## Items listed in a dataset
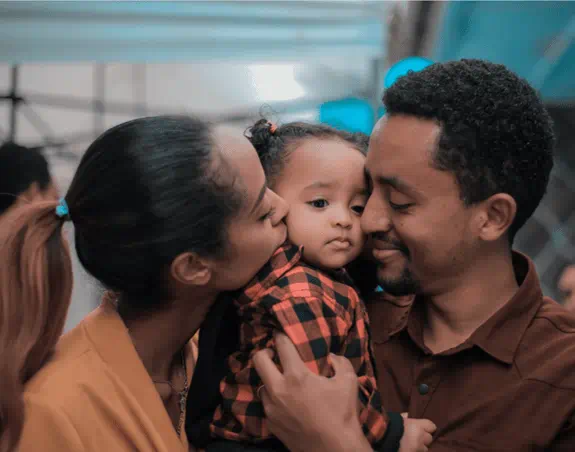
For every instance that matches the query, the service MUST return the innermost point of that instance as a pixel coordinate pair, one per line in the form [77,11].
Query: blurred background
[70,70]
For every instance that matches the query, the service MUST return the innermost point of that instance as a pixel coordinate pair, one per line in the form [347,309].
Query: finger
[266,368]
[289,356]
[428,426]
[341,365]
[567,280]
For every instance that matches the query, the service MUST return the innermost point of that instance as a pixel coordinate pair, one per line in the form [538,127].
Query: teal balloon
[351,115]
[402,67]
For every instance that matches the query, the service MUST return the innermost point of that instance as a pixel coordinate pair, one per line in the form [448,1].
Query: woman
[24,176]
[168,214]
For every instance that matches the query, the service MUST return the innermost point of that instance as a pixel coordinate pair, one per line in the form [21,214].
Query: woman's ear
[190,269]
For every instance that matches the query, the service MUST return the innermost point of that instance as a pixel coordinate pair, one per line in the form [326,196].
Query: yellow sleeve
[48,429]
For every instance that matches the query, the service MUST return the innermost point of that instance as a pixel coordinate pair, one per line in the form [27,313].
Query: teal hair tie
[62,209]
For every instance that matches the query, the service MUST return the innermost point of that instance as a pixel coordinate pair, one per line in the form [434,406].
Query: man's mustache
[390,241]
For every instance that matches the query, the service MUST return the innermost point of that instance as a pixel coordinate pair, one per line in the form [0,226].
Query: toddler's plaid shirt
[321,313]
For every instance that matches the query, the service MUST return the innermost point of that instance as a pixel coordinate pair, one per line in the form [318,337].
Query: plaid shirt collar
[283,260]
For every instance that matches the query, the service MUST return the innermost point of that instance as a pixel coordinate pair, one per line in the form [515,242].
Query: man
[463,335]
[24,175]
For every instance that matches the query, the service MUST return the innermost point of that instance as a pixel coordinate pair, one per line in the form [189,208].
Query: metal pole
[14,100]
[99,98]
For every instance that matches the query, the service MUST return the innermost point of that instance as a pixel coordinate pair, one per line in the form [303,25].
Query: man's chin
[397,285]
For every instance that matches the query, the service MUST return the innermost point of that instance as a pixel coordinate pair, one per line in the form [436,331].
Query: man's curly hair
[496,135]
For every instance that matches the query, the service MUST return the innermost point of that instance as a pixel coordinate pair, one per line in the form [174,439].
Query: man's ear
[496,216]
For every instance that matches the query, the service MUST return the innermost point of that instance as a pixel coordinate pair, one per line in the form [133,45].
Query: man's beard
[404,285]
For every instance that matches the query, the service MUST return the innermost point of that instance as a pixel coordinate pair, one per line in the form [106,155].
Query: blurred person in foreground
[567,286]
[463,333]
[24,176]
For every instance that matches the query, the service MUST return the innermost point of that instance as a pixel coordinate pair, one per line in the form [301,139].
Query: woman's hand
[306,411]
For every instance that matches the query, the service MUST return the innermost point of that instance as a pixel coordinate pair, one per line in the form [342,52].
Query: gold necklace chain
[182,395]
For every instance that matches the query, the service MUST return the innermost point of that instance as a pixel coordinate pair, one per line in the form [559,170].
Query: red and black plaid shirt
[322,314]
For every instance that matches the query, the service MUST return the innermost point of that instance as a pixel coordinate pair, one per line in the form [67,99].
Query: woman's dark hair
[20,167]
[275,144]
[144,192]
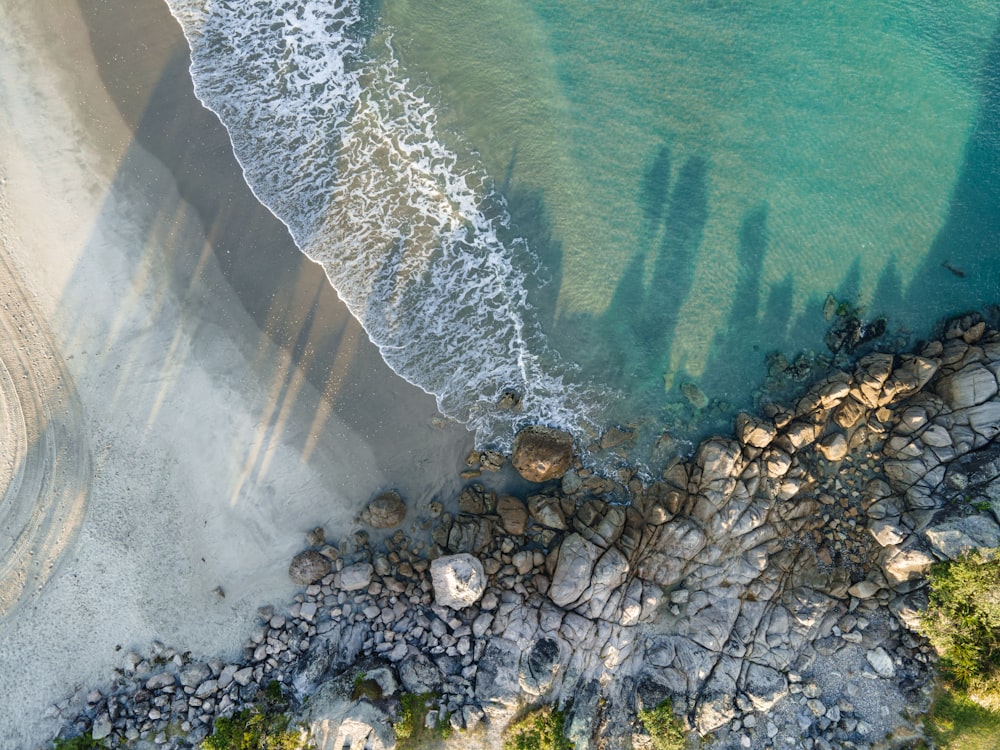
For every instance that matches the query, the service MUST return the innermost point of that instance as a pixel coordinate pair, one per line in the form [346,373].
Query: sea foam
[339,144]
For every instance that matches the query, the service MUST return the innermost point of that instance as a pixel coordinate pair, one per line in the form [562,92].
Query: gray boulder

## Problem requirements
Could you reproduce the records above exactly, leaving out every picture?

## Completed task
For every instance that matches the query, the service MUST return the innermost point of that instance as a pixel coordinate pair, one per line in the form [77,11].
Query: blurred background
[70,70]
For every instance that matches the query, the service MUST return the innermost point of that instance as a pixel coordinate pair, one per line in the form [347,309].
Query: finger
[266,368]
[289,356]
[428,426]
[341,365]
[567,280]
For every instance that matches the query, the service MUST return the innermost point of that instance as a pixel coordinate pair, one per line in the form [538,127].
Query: teal balloon
[351,115]
[402,67]
For every instance that matches the query, the service MUST return the innermost point of that instance as a pixel coordinate pair, one per line in the form [448,1].
Query: woman
[24,176]
[168,214]
For every instance that matches the query, the service MUST return the innermost point of that instance as a pixel coordinate pair, one per line in the form [21,214].
Query: woman's ear
[190,269]
For every instance that matches the query, the service MUST return the innermost point of that instance as a pixel coordinate pair, one per line in the form [326,196].
Query: yellow sleeve
[48,429]
For every instance that matches the query, the service MUST return the innermost point of that instance as a pixel coordinate pair, one per line in the form [27,313].
Query: teal hair tie
[62,209]
For every instance that matches the query, the service MUST return the innermost point of that instance as a pixel coordinate pair, one per line in the form [434,406].
Query: man's mustache
[390,241]
For every instance that matches the query, the service MUST return the innermost point of that instance as a pixel coordinate pair, one per line in the form [0,226].
Query: toddler's plaid shirt
[321,313]
For every instance that matches the query, the service MUST return the innermost point of that instance as a pixel coordinate pair, one per line in the form [318,337].
Query: plaid shirt collar
[283,260]
For every instance that matches the query, the service MUST return the innermost point of that instance as a pixel coordinate pair, one per line in the form [515,242].
Query: man
[463,335]
[24,175]
For every instance that matches the query, the service MUST return the innermost point of that instance as a pixel coordinate pair, one per line in the form [189,208].
Query: metal pole
[14,100]
[99,98]
For every instance that matches the query, the service MUST return the innermost point of that instance as a pixel coordinate pair, one per line in the form [303,25].
Query: man's chin
[397,285]
For every instance that matches the query, the service MUST return the innermost point of that instance as a pixel coordinate pair, one per line in the form [436,331].
Query: man's curly hair
[496,135]
For every instance that matches the query, the service MUST return the innermost point of that instance as a pixel coordinate pair, one per line in the form [174,439].
Query: man's ear
[496,216]
For every instance that matches the query, the service MUST return the innermost point of that instance as a pixel coordinate pair, one per line in the form [133,45].
Query: man's beard
[404,285]
For every instance that matches the query, the service MUST return the innermost point of that instance as a pixel coordinate pair, one per line in the form [106,155].
Query: blurred person in foreground
[567,286]
[463,333]
[24,176]
For every instance that matches the query, the service MUST return the innermost point of that instance as a pixel coordinate pair, one per line in the form [301,139].
Query: woman's hand
[306,411]
For every instance that matches the query, the service MUST return the innermost point of that instance as a pixel coordinate pair, one per line in the form [342,52].
Query: gold necklace chain
[182,395]
For every instance that matches the query, the service MUST return the innermost point of that instance as a pixel coordinate pair, one per line in the form [559,170].
Query: red and black plaid shirt
[322,314]
For every instance that matches the query, the service MUST return the innermost point of that instance as a pixel coordinate pair, one per line in the form [67,99].
Query: woman's dark hair
[20,167]
[275,144]
[144,192]
For every instance that matches the query, the service MUST return the innermost point of that instance as a pixel coordinate pair, one per line in the form [346,373].
Query: sea foam
[339,144]
For every instance that matches the query, the service MUST return the innermost point of that instance as a pixel coordinate pair, one per line in the form [562,92].
Query: gray boulder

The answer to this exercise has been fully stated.